That makes the case in question, Harry Harrison's novel, Bill
the Galactic Hero, a fine
satire that, unlike the author's better-known Make
Room! Make Room! (filmed as
"People are Soylent Green!"),
hasn't yet been made into a movie. And
that's a shame, because I laughed at the stupidity that was mocked on
almost every page. F.
H. Buckley, in his article about another satirist, Evelyn
Waugh, wrote, "Laughter assumes a normative order from which the
butt of the joke has deviated. In
laughing we identify a comic vice, and since this entails a comparison
with a superior life, comic vices assume comic virtues.
He who laughs must be a moralist, and this is particularly true of
the satirist. In the preface
to Absalom and Achitophel,
Dryden announced that 'the true end of Satyre is the amendment of Vices by
correction.'" I
found the whole book very funny, to the point I was envious of the
author's ability to make me laugh. Some,
I suppose, won't find it so funny. Buckley
had some comments about such people: "[There
is a] link between satire and conservatism: The conservative accepts the
norms of comedy, while the lifestyle liberal rejects them and the laughter
that goes with them. 'That's
not funny,' he says. And from
his perspective he is right. The
ACLU machine lawyer, the dour feminist, and the modern artist all know
that whenever they hear laughter, their most cherished ideas are under
attack." In
other words, when you run across someone who can't take a joke . . .
needle them. And after that,
needle them still more. Bill,
our titular hero, is a bumbling mountain of good-natured peasant muscle
whose brain-power is in direct inverse proportion to his neck size.

■ **Dataset**:
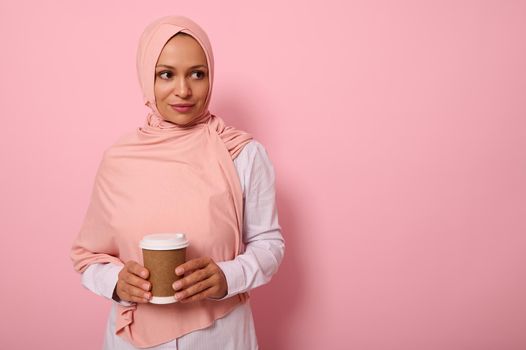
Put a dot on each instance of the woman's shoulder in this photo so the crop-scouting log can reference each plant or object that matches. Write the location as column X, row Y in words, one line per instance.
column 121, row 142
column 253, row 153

* * *

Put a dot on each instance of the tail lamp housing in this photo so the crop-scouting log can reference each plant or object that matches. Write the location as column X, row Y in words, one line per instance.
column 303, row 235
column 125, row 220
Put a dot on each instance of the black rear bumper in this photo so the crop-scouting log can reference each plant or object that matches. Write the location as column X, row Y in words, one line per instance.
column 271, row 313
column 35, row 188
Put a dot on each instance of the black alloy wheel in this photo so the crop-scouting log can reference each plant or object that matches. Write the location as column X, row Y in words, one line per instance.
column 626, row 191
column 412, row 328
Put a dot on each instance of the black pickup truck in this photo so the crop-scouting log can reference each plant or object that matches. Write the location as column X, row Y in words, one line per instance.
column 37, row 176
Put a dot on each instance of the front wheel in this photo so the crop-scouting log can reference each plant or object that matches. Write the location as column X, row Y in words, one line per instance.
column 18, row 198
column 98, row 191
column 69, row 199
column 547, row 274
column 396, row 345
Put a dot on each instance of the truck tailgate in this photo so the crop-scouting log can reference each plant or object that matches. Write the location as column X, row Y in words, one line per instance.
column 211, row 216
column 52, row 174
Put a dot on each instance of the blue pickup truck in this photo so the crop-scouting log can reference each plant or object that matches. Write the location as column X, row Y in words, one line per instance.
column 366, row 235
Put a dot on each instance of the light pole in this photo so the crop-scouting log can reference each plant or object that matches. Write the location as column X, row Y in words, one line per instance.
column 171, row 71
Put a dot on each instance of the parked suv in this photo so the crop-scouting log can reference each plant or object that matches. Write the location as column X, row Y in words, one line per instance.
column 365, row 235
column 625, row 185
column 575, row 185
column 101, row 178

■ **Instructions**:
[1] According to the review, why is it a shame that Bill, the Galactic Hero hasn't been made into a movie? Answer in one to three sentences.
[2] From the review, extract the passage from "That makes the" to "assume comic virtues." without changing a word.
The entries have no connection to the review.

■ **Response list**:
[1] The reviewer calls it a shame because they laughed at the stupidity mocked on almost every page of the novel.

[2]
That makes the case in question, Harry Harrison's novel, Bill
the Galactic Hero, a fine
satire that, unlike the author's better-known Make
Room! Make Room! (filmed as
"People are Soylent Green!"),
hasn't yet been made into a movie. And
that's a shame, because I laughed at the stupidity that was mocked on
almost every page. F.
H. Buckley, in his article about another satirist, Evelyn
Waugh, wrote, "Laughter assumes a normative order from which the
butt of the joke has deviated. In
laughing we identify a comic vice, and since this entails a comparison
with a superior life, comic vices assume comic virtues.